# Short exercise
Lay out all of the data below as a numbered list, one line per number, skipping any blank lines and omitting the pictures.

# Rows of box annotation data
=-=-=
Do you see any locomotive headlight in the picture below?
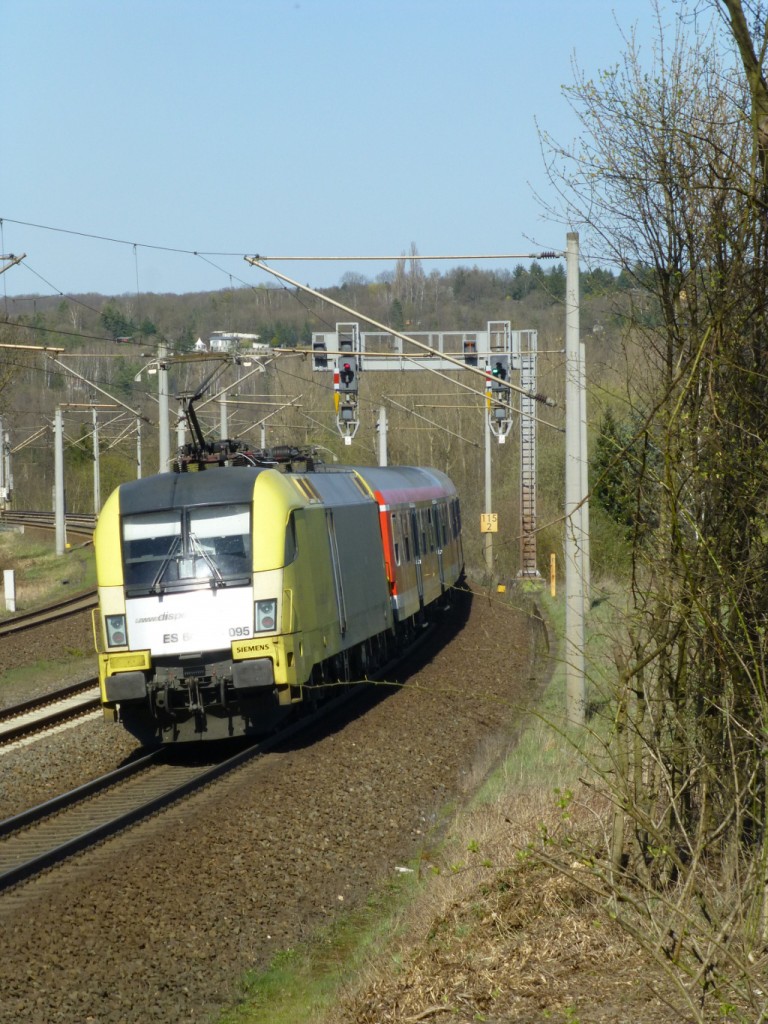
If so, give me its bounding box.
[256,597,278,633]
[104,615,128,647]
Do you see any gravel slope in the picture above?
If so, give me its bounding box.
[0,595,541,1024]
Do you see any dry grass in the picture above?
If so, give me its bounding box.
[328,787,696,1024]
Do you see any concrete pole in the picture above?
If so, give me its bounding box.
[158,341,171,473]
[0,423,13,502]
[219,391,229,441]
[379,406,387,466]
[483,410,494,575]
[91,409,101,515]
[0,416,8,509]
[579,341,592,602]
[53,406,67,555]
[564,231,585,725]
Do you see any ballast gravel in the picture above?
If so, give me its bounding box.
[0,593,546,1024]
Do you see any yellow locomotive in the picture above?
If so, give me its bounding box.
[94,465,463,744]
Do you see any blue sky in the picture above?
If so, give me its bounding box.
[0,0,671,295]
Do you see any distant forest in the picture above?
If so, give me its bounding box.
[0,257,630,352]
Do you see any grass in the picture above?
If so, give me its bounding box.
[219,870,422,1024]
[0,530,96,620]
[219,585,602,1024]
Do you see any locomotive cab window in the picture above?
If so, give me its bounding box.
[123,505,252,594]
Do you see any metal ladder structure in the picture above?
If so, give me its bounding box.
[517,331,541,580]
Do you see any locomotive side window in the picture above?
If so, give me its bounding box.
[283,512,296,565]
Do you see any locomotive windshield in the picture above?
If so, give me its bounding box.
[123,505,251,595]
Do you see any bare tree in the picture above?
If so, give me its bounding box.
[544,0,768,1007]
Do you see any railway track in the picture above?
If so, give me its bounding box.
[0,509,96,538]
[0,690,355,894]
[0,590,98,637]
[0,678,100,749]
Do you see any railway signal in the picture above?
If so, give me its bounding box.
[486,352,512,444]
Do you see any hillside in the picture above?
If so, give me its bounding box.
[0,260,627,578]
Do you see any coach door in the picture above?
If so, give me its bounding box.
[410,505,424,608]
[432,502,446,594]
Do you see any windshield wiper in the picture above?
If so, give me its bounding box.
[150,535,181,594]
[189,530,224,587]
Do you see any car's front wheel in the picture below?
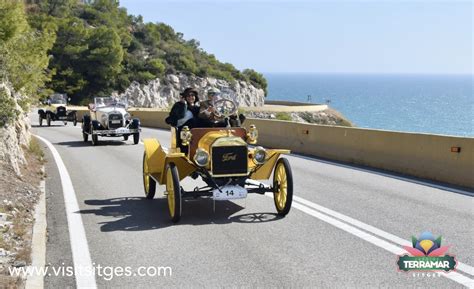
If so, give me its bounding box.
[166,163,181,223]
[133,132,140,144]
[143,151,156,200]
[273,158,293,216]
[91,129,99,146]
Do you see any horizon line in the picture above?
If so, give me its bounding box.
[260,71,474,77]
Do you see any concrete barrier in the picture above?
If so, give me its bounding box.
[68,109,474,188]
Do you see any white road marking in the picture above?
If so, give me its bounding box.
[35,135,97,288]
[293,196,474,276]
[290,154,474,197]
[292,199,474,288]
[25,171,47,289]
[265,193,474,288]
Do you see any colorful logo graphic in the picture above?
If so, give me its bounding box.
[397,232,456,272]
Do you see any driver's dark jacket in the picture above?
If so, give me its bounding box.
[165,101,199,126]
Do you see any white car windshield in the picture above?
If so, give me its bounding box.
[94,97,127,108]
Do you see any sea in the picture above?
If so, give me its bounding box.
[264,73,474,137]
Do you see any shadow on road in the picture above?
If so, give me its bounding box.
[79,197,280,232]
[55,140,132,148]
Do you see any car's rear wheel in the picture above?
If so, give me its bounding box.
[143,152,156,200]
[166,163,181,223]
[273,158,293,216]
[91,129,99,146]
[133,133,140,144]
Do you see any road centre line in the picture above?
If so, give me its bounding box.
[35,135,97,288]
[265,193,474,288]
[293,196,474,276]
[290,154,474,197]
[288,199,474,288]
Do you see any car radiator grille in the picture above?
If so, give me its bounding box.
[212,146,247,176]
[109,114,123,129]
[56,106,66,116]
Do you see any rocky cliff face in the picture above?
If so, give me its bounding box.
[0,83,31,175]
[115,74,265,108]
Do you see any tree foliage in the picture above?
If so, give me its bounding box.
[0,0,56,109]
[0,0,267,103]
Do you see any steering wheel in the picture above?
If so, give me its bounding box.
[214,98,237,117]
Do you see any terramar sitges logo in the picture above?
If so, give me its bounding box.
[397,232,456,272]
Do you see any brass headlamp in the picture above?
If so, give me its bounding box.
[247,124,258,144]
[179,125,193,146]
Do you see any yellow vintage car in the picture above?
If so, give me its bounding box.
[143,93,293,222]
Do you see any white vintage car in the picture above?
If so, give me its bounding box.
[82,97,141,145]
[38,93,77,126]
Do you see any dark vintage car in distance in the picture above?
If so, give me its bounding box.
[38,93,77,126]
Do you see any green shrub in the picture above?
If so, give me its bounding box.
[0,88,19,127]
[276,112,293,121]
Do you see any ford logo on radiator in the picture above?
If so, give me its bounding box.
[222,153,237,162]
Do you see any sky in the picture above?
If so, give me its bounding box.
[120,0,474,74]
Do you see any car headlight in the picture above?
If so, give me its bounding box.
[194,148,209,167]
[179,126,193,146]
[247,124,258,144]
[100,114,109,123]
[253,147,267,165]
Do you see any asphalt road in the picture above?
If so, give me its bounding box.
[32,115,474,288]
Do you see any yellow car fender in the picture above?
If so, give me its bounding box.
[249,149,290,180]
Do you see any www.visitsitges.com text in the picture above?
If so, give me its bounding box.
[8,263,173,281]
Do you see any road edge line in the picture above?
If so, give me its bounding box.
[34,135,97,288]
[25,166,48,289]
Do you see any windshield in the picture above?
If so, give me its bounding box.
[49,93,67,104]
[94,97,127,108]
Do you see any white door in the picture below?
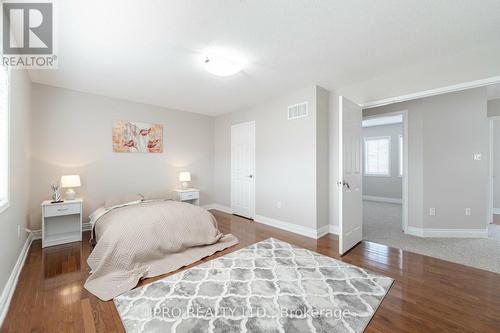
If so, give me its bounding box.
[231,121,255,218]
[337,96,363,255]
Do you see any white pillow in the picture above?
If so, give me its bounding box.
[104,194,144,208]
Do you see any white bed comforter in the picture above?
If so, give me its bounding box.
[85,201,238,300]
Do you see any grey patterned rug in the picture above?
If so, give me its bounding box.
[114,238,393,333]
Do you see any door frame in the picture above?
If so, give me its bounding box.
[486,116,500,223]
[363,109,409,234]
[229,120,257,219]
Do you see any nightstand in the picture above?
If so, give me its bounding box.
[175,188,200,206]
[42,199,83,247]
=-=-=
# Result for this task
1. Do you see any locomotive headlight in the picture below?
2. If so, give me its bounding box.
3. [256,597,278,633]
4. [104,615,128,647]
5. Do you see any gravel slope in the picture above?
6. If so, give me its bounding box.
7. [0,595,541,1024]
8. Do you see any dry grass in the picture above?
9. If so, give me its bounding box.
10. [328,787,696,1024]
11. Do you see any concrete pole in the picture above?
12. If so, give me its bounding box.
13. [158,341,171,473]
14. [0,423,13,502]
15. [219,391,229,441]
16. [379,406,387,466]
17. [483,410,494,575]
18. [91,409,101,515]
19. [0,416,8,509]
20. [579,341,592,602]
21. [53,406,67,555]
22. [564,231,585,725]
23. Do you see any ballast gravel in the picture above?
24. If so, give me its bounding box.
25. [0,593,546,1024]
26. Do you see any yellow locomotive in the picture above?
27. If so, give me its bounding box.
28. [94,465,463,744]
29. Do you see any blue sky in the picture above?
30. If so, give me its bounding box.
31. [0,0,671,295]
32. Do you see any distant forest in the picture above?
33. If so, give me its bounding box.
34. [0,257,630,352]
35. Do you see any grass in the picture above?
36. If so, give me its bounding box.
37. [219,870,422,1024]
38. [0,530,96,620]
39. [219,585,602,1024]
40. Do you see any locomotive cab window in the picture above?
41. If so, give me its bounding box.
42. [123,505,252,594]
43. Do you see any metal ladder structure in the picture above?
44. If so, give me its bounding box.
45. [517,331,541,580]
46. Do you see any locomotive side window in the picture above?
47. If so, give me its bounding box.
48. [283,512,296,565]
49. Do you see any locomotive windshield in the picture above?
50. If so, give me its bounding box.
51. [123,505,251,595]
52. Do you see any bare tree in the picture above?
53. If so, give me its bounding box.
54. [544,0,768,1007]
55. Do you see any railway track in the picture above?
56. If so, give me its bounding box.
57. [0,509,96,538]
58. [0,690,355,894]
59. [0,590,98,637]
60. [0,678,100,749]
61. Do you see any railway signal in the picture above?
62. If so, give me its bounding box.
63. [486,352,512,444]
64. Do you see any hillside in the picture above?
65. If so, give me its bounding box.
66. [0,260,627,578]
67. Do you see any coach door in the picture above?
68. If so, give me its bounding box.
69. [410,505,424,608]
70. [432,502,446,594]
71. Do you see any windshield wiper in the picture above?
72. If so, give me its bounding box.
73. [150,535,181,594]
74. [189,530,224,587]
75. Do you see any car's front wheel in the picture below?
76. If so, give me its bounding box.
77. [166,163,181,223]
78. [133,132,140,144]
79. [143,151,156,200]
80. [273,158,293,216]
81. [91,129,99,146]
82. Do you see any horizon line in the picture above?
83. If so, give me its bounding box.
84. [260,71,474,77]
85. Do you see any concrete barrier in the picture above?
86. If so, give me its bounding box.
87. [68,109,474,188]
88. Do you see any white road marking in the picture above?
89. If so, give me its bounding box.
90. [35,135,97,288]
91. [293,196,474,276]
92. [290,154,474,197]
93. [292,199,474,288]
94. [25,171,47,289]
95. [265,193,474,288]
96. Do you see any colorful logo graphic in the picture above?
97. If so, give me its bounding box.
98. [397,232,456,272]
99. Do you see any driver's dark jacket in the picture above?
100. If so, give me its bounding box.
101. [165,101,199,126]
102. Do you see any white car windshield in the picture above?
103. If so, give me its bounding box.
104. [94,97,127,108]
105. Do you see any sea in the picture above?
106. If so, give me its bounding box.
107. [264,73,474,137]
108. Do you see any shadow on road in the picture above?
109. If so, give me its bounding box.
110. [79,197,280,232]
111. [55,140,132,148]
112. Do you see any car's rear wheel in the picture above?
113. If so, give me its bounding box.
114. [143,152,156,200]
115. [166,163,181,223]
116. [273,158,293,216]
117. [91,129,99,146]
118. [133,133,140,144]
119. Do you see any road centre line in the picture above?
120. If so, give me its bounding box.
121. [35,135,97,288]
122. [265,193,474,288]
123. [293,196,474,276]
124. [290,154,474,197]
125. [288,199,474,288]
126. Do you see any car radiator grille in the picture above?
127. If so, give me its bounding box.
128. [212,146,247,176]
129. [109,114,123,129]
130. [56,106,66,116]
131. Do you see any rocky cliff face in the picture above?
132. If so, give me its bounding box.
133. [0,83,31,175]
134. [115,74,265,108]
135. Do you see any tree foliage in the picture above?
136. If so, give me its bounding box.
137. [0,0,56,109]
138. [0,0,267,103]
139. Do you see any steering wheel in the picture above?
140. If so, give me its bounding box.
141. [214,98,237,117]
142. Do you see any terramar sitges logo in the picture above?
143. If so, give me its bounding box.
144. [397,232,456,272]
145. Do you see any brass headlamp in the picture above?
146. If so, give me its bounding box.
147. [247,124,258,144]
148. [179,125,193,146]
149. Do you see any yellow vintage car in the picture above?
150. If so, give me its bounding box.
151. [143,93,293,222]
152. Do you see any white vintage car in the picture above?
153. If so, give me its bounding box.
154. [82,97,141,145]
155. [38,93,77,126]
156. Do you see any dark vintage car in distance in the picture above?
157. If so, give me its bounding box.
158. [38,93,77,126]
159. Do you see any green shrub in the picture above?
160. If so, give me its bounding box.
161. [0,88,19,127]
162. [276,112,293,121]
163. Do you see any ford logo on radiator in the picture above?
164. If so, give me its bounding box.
165. [222,153,237,162]
166. Do you see any sky in the picture above?
167. If so, give me its bounding box.
168. [120,0,474,74]
169. Do you see any car headlight in the picture above?
170. If so, give me its bounding box.
171. [194,148,209,167]
172. [179,126,193,146]
173. [247,124,258,144]
174. [100,114,109,123]
175. [253,147,267,165]
176. Do you see any asphalt road in the picture above?
177. If so, give me its bounding box.
178. [32,115,474,288]
179. Do you see any yellow car fender in the picture above?
180. If so, give me its bounding box.
181. [249,149,290,180]
182. Do you see any www.visitsitges.com text in the picture above?
183. If so, give me its bounding box.
184. [8,263,173,281]
185. Do you see any road edge line in the picture above?
186. If so, give me its bounding box.
187. [34,135,97,288]
188. [25,166,48,289]
189. Do you see any windshield in the picture above?
190. If so, give me its bounding box.
191. [49,93,67,104]
192. [94,97,127,108]
193. Do you see any white door in the picture below?
194. If so, give me its bounding box.
195. [231,121,255,218]
196. [337,96,363,255]
197. Do you see any white pillow in the picture above?
198. If so, give me its bounding box.
199. [104,194,144,208]
200. Do you see any white bed comforter in the picture above?
201. If so, give me its bounding box.
202. [85,201,238,300]
203. Do you see any grey patterned rug in the picture above?
204. If so, give me its bounding box.
205. [114,238,393,333]
206. Do you see any door frame in the picture above?
207. If so, give me its bounding box.
208. [486,116,500,223]
209. [363,109,409,234]
210. [229,120,257,219]
211. Do you see any nightstand in the picture above?
212. If so, give me its bounding box.
213. [175,188,200,206]
214. [42,199,83,247]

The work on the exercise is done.